JOB: Please turn the items below into a numbered list, leaving out any blank lines.

(Region annotation entries)
----
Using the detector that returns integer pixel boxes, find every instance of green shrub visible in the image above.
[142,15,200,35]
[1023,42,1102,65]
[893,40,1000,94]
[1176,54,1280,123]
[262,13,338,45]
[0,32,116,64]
----
SOLVED PROBLEM:
1. Using the detector that returns integer pixel boxes, find every instance of green shrub visible in the image above.
2. [142,15,200,35]
3. [1023,42,1102,65]
4. [893,40,1000,94]
5. [1176,54,1280,123]
6. [262,13,338,45]
7. [0,32,116,64]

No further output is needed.